▶ _What is needed_
Rewrite the rows below with every occurrence of "coordinates" replaced by "positions" and all other text left unchanged, omitting the pictures.

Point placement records
-=-=-=-=-
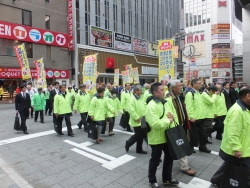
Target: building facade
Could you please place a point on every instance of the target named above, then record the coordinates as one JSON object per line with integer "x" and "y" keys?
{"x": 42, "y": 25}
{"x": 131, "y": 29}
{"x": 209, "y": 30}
-=-=-=-=-
▶ _Written solution_
Target: building facade
Could you please place a point on every instance of the target named above, then record the positions as one JSON object per line with integer "x" and "y" keys?
{"x": 42, "y": 25}
{"x": 131, "y": 29}
{"x": 209, "y": 30}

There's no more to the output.